Exercise - Could you rescale the data from the line with "Indicate every instance of the brown" up to and including the last line of the data, repeating every line with the requests unchanged? Multiply each x and y coordinate in the answers by 0.95 and round to whole numbers, with halves rounding up.

Records for this task -
# # # #

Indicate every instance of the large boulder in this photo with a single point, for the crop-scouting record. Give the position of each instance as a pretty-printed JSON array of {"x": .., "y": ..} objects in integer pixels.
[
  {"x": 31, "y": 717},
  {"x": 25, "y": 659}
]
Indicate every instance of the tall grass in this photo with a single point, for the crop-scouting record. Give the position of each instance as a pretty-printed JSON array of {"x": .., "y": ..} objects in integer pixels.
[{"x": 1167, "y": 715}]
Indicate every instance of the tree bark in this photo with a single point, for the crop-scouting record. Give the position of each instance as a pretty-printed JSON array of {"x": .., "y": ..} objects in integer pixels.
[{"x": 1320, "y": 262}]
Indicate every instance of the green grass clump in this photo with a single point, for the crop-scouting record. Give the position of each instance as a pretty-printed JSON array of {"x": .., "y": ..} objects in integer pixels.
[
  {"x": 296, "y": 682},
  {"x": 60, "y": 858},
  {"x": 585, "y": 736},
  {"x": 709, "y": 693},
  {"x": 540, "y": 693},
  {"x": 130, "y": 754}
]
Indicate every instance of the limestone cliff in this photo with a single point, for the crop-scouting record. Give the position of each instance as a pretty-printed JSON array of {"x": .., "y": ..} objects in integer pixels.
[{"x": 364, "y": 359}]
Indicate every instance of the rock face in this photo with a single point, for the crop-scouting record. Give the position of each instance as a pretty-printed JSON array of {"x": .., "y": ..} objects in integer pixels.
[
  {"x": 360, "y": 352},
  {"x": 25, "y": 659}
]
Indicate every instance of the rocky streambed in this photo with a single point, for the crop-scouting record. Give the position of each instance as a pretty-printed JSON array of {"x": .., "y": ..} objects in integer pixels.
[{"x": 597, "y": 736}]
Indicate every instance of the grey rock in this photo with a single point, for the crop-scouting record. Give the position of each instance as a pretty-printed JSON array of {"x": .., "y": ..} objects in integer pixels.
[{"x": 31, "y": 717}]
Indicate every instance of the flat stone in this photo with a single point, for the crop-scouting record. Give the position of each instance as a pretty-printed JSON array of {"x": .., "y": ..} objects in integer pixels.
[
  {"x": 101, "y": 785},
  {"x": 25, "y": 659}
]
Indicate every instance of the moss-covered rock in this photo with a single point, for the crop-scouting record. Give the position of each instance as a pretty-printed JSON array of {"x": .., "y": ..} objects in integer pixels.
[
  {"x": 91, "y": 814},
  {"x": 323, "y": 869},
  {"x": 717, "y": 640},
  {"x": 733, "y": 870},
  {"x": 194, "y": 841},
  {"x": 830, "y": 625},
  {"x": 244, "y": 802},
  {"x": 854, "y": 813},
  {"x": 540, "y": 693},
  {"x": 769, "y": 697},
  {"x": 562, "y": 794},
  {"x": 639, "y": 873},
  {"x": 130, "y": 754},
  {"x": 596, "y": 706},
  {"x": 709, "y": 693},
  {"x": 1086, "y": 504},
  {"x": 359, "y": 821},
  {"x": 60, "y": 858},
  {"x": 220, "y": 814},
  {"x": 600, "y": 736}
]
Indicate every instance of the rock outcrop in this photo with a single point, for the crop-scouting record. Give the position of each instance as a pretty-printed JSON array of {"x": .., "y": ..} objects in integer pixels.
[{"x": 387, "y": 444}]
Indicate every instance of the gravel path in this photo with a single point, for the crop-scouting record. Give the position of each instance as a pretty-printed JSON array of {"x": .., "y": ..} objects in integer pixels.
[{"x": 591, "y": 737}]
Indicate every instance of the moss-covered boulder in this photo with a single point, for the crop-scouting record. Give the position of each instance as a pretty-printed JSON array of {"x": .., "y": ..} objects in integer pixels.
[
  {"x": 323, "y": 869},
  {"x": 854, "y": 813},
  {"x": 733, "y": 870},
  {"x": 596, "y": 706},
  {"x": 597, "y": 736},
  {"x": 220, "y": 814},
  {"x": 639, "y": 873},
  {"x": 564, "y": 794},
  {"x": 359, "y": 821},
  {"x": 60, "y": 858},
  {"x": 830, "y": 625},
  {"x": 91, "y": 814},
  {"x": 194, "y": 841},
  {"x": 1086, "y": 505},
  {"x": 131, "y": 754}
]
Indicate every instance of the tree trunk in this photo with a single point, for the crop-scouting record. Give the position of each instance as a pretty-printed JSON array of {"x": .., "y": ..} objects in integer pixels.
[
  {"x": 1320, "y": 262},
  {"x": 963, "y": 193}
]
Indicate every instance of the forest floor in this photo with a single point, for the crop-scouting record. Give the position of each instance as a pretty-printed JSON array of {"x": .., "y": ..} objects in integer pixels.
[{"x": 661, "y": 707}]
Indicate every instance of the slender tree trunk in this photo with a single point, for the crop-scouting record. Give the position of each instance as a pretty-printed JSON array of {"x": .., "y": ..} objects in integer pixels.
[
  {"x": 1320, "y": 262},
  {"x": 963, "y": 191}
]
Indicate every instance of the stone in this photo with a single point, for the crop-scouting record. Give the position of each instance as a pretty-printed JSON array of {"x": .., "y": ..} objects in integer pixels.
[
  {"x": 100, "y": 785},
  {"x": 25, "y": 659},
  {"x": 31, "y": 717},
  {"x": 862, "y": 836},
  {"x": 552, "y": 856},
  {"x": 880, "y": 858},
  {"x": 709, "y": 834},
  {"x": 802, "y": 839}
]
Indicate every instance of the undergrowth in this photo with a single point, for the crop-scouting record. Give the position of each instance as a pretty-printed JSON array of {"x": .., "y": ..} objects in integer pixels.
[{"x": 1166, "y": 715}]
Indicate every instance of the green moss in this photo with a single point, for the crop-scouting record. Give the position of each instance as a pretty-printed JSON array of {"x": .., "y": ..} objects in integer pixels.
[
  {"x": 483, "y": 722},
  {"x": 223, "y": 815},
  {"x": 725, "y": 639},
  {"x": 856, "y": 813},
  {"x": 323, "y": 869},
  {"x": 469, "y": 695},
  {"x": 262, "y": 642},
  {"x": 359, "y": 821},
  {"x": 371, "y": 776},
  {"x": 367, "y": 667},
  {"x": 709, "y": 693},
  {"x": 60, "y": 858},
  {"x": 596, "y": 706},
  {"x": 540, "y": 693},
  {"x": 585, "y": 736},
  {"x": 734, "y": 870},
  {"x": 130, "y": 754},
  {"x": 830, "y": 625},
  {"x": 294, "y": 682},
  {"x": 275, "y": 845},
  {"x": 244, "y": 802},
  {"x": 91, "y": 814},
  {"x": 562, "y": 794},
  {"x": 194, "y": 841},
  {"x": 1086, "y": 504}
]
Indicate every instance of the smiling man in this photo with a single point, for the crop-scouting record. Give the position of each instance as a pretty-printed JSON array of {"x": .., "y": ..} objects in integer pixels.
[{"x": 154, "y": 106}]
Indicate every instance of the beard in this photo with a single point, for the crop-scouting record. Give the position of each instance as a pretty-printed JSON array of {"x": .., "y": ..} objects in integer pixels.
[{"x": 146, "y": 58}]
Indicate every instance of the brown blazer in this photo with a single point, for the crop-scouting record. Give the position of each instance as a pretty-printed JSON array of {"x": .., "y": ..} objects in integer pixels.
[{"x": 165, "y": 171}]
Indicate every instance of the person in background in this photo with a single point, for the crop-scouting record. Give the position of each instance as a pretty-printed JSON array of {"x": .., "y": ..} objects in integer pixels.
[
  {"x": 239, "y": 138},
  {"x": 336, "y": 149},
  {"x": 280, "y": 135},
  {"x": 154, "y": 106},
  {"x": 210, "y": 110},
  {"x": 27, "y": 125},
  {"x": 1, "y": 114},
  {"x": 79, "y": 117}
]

# # # #

Result of the exercise -
Indicate every instance of the brown blazer in this photo with a single point, for the crop-scouting record. Give the position of each instance as a pretty-printed JSON array of {"x": .., "y": ..} objects in integer pixels.
[{"x": 157, "y": 162}]
Indicate every instance of the person in background in this photo with a single point, for the crop-scouting record. Give the position of each instance as a pretty-printed JSON array of {"x": .., "y": ..} objects in integer pixels.
[
  {"x": 227, "y": 131},
  {"x": 319, "y": 142},
  {"x": 266, "y": 128},
  {"x": 146, "y": 101},
  {"x": 200, "y": 105},
  {"x": 26, "y": 119},
  {"x": 1, "y": 108},
  {"x": 75, "y": 111}
]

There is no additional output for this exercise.